>> START

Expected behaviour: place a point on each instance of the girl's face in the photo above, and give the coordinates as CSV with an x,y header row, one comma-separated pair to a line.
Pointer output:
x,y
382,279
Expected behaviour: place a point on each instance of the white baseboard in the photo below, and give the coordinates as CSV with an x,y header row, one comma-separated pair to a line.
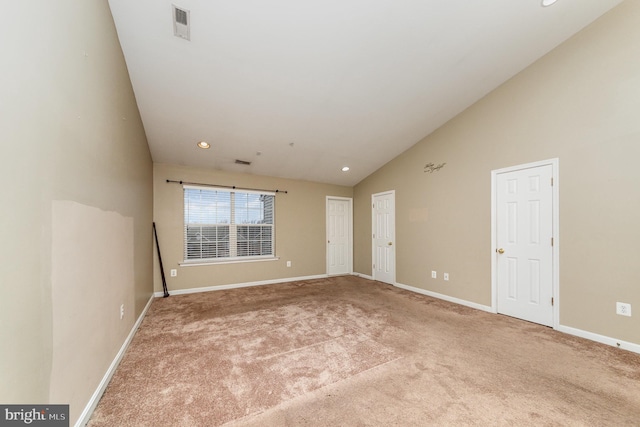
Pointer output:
x,y
239,285
95,398
625,345
446,298
599,338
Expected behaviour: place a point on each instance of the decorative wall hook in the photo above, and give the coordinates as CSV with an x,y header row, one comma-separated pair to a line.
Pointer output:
x,y
432,167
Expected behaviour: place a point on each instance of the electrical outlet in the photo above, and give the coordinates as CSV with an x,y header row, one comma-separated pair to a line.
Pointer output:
x,y
623,309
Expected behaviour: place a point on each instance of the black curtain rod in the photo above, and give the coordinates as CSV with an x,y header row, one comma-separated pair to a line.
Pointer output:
x,y
225,186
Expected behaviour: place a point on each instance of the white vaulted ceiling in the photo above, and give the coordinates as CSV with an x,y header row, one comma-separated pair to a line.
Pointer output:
x,y
316,85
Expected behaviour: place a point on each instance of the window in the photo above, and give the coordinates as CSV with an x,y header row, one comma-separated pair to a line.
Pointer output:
x,y
221,224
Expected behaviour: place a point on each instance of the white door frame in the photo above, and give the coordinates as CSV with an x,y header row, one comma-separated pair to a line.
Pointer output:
x,y
373,225
556,240
350,234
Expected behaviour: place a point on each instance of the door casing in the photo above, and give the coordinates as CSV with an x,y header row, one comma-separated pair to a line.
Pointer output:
x,y
391,277
555,235
349,250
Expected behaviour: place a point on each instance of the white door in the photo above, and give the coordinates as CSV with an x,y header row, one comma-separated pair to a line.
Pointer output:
x,y
524,243
384,225
338,236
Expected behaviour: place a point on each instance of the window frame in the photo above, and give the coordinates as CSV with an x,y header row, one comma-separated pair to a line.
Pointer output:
x,y
233,227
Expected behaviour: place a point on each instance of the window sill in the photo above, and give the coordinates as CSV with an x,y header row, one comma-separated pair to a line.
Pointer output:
x,y
225,261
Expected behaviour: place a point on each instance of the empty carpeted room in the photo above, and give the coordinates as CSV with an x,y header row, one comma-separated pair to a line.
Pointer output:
x,y
364,213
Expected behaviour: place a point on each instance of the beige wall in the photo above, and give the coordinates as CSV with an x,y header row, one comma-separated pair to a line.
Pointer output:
x,y
300,228
580,104
74,157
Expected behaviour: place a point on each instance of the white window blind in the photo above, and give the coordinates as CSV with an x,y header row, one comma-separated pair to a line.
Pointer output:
x,y
221,224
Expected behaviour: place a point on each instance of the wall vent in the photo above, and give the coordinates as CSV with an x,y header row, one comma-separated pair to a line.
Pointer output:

>> END

__REQUIREMENT__
Leave out the pictures and output every record above precisely as given.

__RESPONSE TO THE EXERCISE__
Expected behaviour: place a point on each instance of the girl's face in the photo above, and give the coordinates as CSV with an x,y header row, one comma-separated pair to a line.
Pointer output:
x,y
382,279
Expected behaviour: place a point on each instance of the white baseboard in the photo below, and give the coordinates as CSV with an x,y header row, one comma-separated pair to a line.
Pointer output:
x,y
239,285
95,398
625,345
446,298
599,338
Expected behaviour: place a point on each instance of the decorative wall hook in the photo above, and give the coordinates as CSV with an x,y header row, one comma-separated pair to a line.
Pointer output:
x,y
432,167
Expected behaviour: place a point on each instance of the electrical outlet in the photo above, and give the coordinates as CSV with an x,y header row, one comma-separated pair to a line.
Pointer output:
x,y
623,309
Expected behaviour: place a point on each instance of the black curtain rod in the photo above, and give the coordinates as CSV with an x,y header row, one comma-separated pair to a line.
Pointer output:
x,y
225,186
Expected behaviour: place a point on each instance of the white vaulted ceiling in the photo above, and give the coordinates as CSV with an x,y header row, one comma-separated pair to a line.
Pointer output:
x,y
316,85
Expected behaviour: place a point on each instance of the window in the photo above, and give the coordinates as CSV with an x,y header row, one comma-separated pair to a line.
Pointer output:
x,y
221,224
Expected behaviour: place a point on each instance of the white door frame in the photo above, and give the coordinates as CSV with an x,y header row, one comma-separated pair to a line.
Pointer output:
x,y
373,225
556,240
350,234
Expected behaviour: place a point on each instance of the door casing in the photo above, and give the coordinates as CSV with an x,y header row, one comma-separated pair to a line.
Pointer output:
x,y
391,277
555,235
349,250
Expected behaviour: place a point on each instance of the white door in the photo above, and give the coordinates as CSV with an x,y header row, one comma-separated pair to a line.
Pointer output:
x,y
524,243
384,225
338,236
Expected behaviour: place a point on each instance of the window frame in the photo above, and give the coordinates as CSV with an x,y header row, one comma-separated pair to a line.
Pointer output:
x,y
233,227
Expected behaviour: place a point on each instance of the window sill in the photo above, and give the coordinates as CSV with an x,y header row, one comma-separated pair to a line.
Pointer output:
x,y
225,261
Expected behaviour: place a point on each instance of the empty carpeted room in the photo above, and give the coordinates as CSV with an x,y header row, one comma-separated pair to a line.
Pointer output:
x,y
364,213
Expected behaviour: place a point on each instance of the beige wall in the photo above, and give the coordinates as CSV with an x,y header row, one comma-separated pair to a line.
Pointer output:
x,y
300,228
580,104
74,157
Expected behaviour: place a point on each instance of the white window blind in the photo above, and give the coordinates as CSV with an x,y header row, one comma-separated pair to a line.
Pointer output:
x,y
221,224
Expected behaviour: place a point on each instance of the wall vent in the photo above, and give the coordinates as CSV with an x,y header row, one comma-separated pair to a line.
Pointer output:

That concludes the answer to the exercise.